→ Given passage

Limited public resources and the challenge of taking appropriate account of the tension between ethics and economics place high demands on management and organizational development in the healthcare sector. From an economic perspective, it is obvious that the design of processes and structures should be geared to the "added value" they provide. However, what exactly "added value" means for patients, contributors and other important stakeholders in the German health care system, how this added value can be measured, and through which structures and processes its implementation can be effectively promoted, is in various respects an open question. The department addresses this question through empirical and theoretical research at three levels:

    Specification of added value: goal-oriented management in health care requires a concept of "added value" - for example, to determine the "unique selling proposition" of a new health care good in a business plan or its "value-based pricing". However, the current concepts in this area conflict with social legislation and the ethical orientation in Germany, which is based on human dignity: Neither the orientation towards individual utility maximization (expressed in aggregate willingness to pay), which is common in economic circles, nor the maximization of quality-adjusted life years proposed by Anglo-Saxon health economics seem to offer a consensual specification of "added value" in the German health care system. The first research goal of the department is therefore to contribute to a theoretically sound, needs-based concept of "added value" in health care that can be operationalized for empirical research and that takes into account the relevant ethical and legal requirements.
    Evaluation (ex-ante and ex-post): The amount of added value of a new health service is rarely easy to determine given the high uncertainty regarding its costs and effects. This is exacerbated by the multiple actors who contribute to this added value from a system perspective and by the complex data structures of the German health care system, which make it difficult to measure.
  Evidence-based management, however, requires surveying the added value of new services at the beginning and during the innovation process.  The second research goal of the department is therefore the further development and application of empirical methods for the evaluation of new health care services accompanying innovations. Implementation: Value-added innovations can only benefit patients if their introduction succeeds with the help of appropriate organizational and contractual arrangements. A possible approach to this are, for example, so-called managed entry agreements, in which the remuneration of new services is linked to evidence of the actual added value generated. Such arrangements must take into account the context of the German health care system and the associated interests and incentive structures, and must be economically feasible in the long term. Due to the specifics of the statutory health insurance system, results from the international management literature on successful organizational development in the health care system can only be transferred to Germany to a limited extent. The third research objective is therefore to conduct context-specific theoretical and empirical research on innovation processes in the German health care system in order to promote the successful implementation of value-adding innovation in health care practice.

→ Extracted entries
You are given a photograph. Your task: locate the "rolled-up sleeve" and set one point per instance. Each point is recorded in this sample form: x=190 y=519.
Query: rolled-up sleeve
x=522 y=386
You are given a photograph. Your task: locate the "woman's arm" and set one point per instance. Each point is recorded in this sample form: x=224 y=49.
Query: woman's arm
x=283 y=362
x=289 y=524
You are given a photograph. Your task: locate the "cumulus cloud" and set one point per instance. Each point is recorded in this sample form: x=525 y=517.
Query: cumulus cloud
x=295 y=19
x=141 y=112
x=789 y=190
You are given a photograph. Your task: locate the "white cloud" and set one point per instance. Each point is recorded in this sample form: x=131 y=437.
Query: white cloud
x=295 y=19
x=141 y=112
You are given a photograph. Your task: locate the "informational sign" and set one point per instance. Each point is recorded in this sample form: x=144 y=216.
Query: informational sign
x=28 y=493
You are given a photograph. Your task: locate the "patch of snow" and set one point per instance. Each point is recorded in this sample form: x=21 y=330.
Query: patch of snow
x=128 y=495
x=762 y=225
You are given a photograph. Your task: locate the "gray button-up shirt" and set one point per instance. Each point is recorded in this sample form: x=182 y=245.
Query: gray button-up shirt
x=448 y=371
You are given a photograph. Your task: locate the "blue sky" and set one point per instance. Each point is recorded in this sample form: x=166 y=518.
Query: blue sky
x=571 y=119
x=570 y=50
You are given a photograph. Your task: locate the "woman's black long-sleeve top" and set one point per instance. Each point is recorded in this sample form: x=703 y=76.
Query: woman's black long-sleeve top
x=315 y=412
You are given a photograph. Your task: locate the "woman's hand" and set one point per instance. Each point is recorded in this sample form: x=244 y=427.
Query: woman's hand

→ Assignment
Using the health care research text above, explain why the added value of a new health service is rarely easy to determine.

→ Completed task
Its costs and effects are highly uncertain. The difficulty grows because many actors contribute to that added value from a system perspective. The complex data structures of the German health care system also make it hard to measure.